>> START PAGE EXTRACT

Charles Sanders Peirce’s sign theory has shaped much of my research on visualization, knowledge organization, peer review, and, more recently, artificial intelligence. My early work used Peirce’s semiotics to examine concept mapping, classification, visual representation, and open-source tools for analyzing signs. This included the development of an R package based on Peirce’s sign theory, as well as studies connecting semiotics to knowledge organization and visual communication.

Over time, this work has expanded from visual signs and scholarly classification to the broader problem of digital semiosis: how meaning is produced, represented, interpreted, and evaluated in computational environments. This shift has become especially important in the age of generative AI. AI systems now produce texts, classifications, explanations, visualizations, and other signs that appear meaningful, but they do not interpret those signs in the human sense. This raises important questions for semiotics, information science, education, and scholarly judgment.

>> END PAGE EXTRACT

> **EXERCISE REQUIREMENTS**:
(1) In the passage on Peirce's sign theory, what software was developed based on that theory?
(2) Extend the passage on Peirce's sign theory and digital semiosis, picking up after its last sentence.

>> START EXTRACTED INFORMATION

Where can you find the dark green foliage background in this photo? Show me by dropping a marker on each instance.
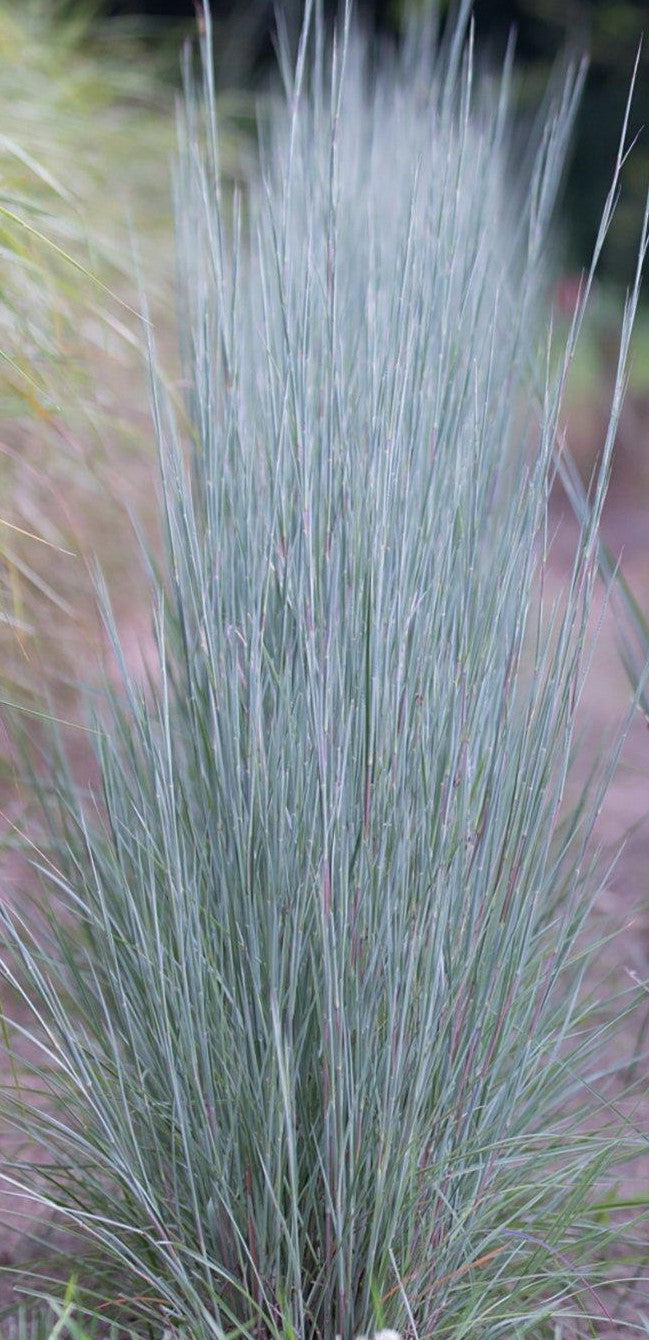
(609, 30)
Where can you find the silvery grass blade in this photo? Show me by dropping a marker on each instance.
(310, 1049)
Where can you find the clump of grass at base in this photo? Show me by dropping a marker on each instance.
(314, 1059)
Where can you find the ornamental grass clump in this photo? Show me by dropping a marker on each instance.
(314, 1053)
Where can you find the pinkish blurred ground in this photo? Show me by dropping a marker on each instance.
(624, 903)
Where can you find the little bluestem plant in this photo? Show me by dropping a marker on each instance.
(314, 1053)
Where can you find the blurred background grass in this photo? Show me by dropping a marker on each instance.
(87, 90)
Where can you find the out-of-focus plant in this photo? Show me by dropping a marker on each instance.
(314, 1057)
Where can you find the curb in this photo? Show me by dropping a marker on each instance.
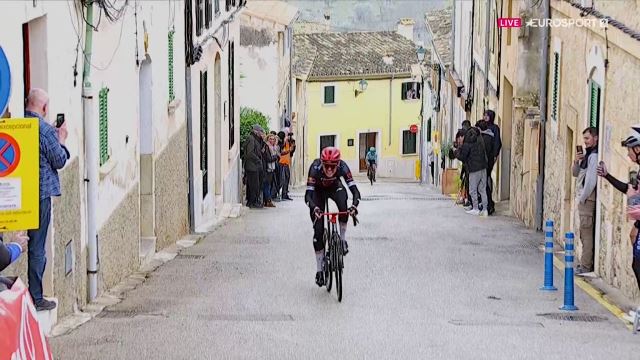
(594, 293)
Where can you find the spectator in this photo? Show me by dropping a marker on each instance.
(53, 156)
(272, 158)
(285, 163)
(473, 154)
(11, 251)
(585, 169)
(488, 141)
(490, 117)
(253, 166)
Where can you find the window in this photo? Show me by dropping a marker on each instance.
(594, 101)
(232, 125)
(199, 17)
(172, 94)
(326, 141)
(329, 95)
(556, 86)
(208, 13)
(408, 142)
(204, 148)
(103, 106)
(411, 91)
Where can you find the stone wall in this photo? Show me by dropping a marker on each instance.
(172, 191)
(70, 289)
(118, 242)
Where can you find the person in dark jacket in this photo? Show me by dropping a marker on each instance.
(10, 252)
(488, 138)
(253, 165)
(472, 153)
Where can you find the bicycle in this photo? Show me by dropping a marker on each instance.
(334, 252)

>> END EXTRACTED INFORMATION

> **FINAL RESULTS**:
(1) An R package

(2)
My recent work with Martin Thellefsen develops this direction through Peircean digital semiotics and AI. We argue that Peirce’s triadic model of sign, object, and interpretant offers a stronger theoretical foundation for understanding AI-generated signs than models that treat meaning as a purely formal or statistical output. This work also connects Peircean semiotics to domain analysis, machinic interpretation, visual communication, and the changing role of human judgment in AI-mediated knowledge environments.

This research program therefore connects three phases of my work: early semiotic and knowledge organization studies, open-source R development, and current work on digital semiotics, AI, visualization, and peer review.

Here is my work:

2025 Friedman, A., & Thellefsen, M. “The Peircean Theory of AI: Advancing Text Generation Through Peirce’s Triadic Model, Speculative Grammar, and Methodeutics.” Digital Age in Semiotics & Communication, Vol. VIII, 50–70.

2025 Thellefsen, M., & Friedman, A. “Knowledge without a knower? Domain analysis in the age of machinic interpretation.” AI & Society.

2025 Thellefsen, M., & Friedman, A. “From realism and socio-cognitivism to AI constructs: enhancing domain analysis through artificial intelligence?” Information Research: An International Electronic Journal.

2024 Dinh, L., Friedman, A., & Hawley, K. “Examining peer review network dynamics in higher education visual communication courses using ERGM.” Computers and Education Open.

2024 Friedman, A., & Beasley, Z. “Using Textual Analysis to Examine Student Engagement in Online Undergraduate Science Education.” Journal of Statistics and Data Science Education.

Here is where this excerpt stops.